> **Instrução 1**: Informe quantas das linhas que vêm depois do trecho selecionado contêm a palavra "cactus", diferenciando maiúsculas de minúsculas. Responda apenas com o número.

COP 30 no Brasil: entre o discurso ecológico e a realidade destrutiva
Às vésperas da COP 30, em Belém, o Brasil se apresenta como anfitrião de um espetáculo de contradições: enquanto posa de liderança ambiental, segue aprofundando alianças com o agro, o petróleo e o capital, em meio a um planeta em colapso climático
Foto: Roni Moreira/Ag Pará
A COP 30, em Belém (2025), ocorrerá em um cenário de colapso climático: emissões e temperaturas batem recordes, e eventos extremos se intensificam. No entanto, a trajetória das COPs anteriores é de fracasso, reduzindo-se a promessas vazias, acordos frágeis e a perpetuação de um sistema que mercantiliza a própria destruição que gera.

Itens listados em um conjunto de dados

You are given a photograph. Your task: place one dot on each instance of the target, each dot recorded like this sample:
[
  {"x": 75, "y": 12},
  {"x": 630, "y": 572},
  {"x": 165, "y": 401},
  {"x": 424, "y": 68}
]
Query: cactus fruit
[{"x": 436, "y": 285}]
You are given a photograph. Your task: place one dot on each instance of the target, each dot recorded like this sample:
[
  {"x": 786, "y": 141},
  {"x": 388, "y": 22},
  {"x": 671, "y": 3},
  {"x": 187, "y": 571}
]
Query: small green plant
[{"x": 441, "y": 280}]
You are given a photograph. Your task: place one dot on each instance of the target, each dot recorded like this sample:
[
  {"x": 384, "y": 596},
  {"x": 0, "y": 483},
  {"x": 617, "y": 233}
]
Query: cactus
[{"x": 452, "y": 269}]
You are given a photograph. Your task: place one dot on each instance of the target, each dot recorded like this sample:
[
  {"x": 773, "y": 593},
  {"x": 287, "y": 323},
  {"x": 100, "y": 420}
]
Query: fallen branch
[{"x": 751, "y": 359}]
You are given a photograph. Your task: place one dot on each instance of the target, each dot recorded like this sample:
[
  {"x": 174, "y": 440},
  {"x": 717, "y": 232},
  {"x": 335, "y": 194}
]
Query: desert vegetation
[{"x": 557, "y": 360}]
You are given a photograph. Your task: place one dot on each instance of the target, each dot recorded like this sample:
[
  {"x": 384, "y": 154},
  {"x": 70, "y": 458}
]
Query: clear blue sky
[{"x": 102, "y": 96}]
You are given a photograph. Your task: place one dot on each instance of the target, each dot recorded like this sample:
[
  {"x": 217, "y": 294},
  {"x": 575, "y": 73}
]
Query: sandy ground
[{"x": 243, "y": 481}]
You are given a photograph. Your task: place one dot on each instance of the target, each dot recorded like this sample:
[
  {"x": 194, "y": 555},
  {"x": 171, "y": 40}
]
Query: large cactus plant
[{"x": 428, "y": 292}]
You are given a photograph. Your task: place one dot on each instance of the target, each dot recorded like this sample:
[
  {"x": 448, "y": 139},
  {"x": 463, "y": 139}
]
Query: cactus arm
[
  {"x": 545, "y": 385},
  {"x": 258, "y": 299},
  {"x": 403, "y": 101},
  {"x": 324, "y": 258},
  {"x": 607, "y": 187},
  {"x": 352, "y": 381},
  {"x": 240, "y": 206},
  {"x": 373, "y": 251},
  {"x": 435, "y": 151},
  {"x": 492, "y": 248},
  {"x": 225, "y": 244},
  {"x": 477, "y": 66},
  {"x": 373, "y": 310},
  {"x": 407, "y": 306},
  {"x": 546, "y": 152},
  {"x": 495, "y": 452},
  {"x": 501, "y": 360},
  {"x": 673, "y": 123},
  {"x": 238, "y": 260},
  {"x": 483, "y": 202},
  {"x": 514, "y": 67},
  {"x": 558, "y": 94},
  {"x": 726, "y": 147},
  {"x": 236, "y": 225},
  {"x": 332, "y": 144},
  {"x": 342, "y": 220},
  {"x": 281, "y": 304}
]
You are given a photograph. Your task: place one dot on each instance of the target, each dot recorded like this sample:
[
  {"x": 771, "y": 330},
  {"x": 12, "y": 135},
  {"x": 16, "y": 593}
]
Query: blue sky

> **Instrução 2**: Transcreva, sem nenhuma alteração, a parte do trecho selecionado que começa em "COP 30 no Brasil: entre" e segue até "destruição que gera.".

> **Resposta 1**: 4

> **Resposta 2**:
COP 30 no Brasil: entre o discurso ecológico e a realidade destrutiva
Às vésperas da COP 30, em Belém, o Brasil se apresenta como anfitrião de um espetáculo de contradições: enquanto posa de liderança ambiental, segue aprofundando alianças com o agro, o petróleo e o capital, em meio a um planeta em colapso climático
Foto: Roni Moreira/Ag Pará
A COP 30, em Belém (2025), ocorrerá em um cenário de colapso climático: emissões e temperaturas batem recordes, e eventos extremos se intensificam. No entanto, a trajetória das COPs anteriores é de fracasso, reduzindo-se a promessas vazias, acordos frágeis e a perpetuação de um sistema que mercantiliza a própria destruição que gera.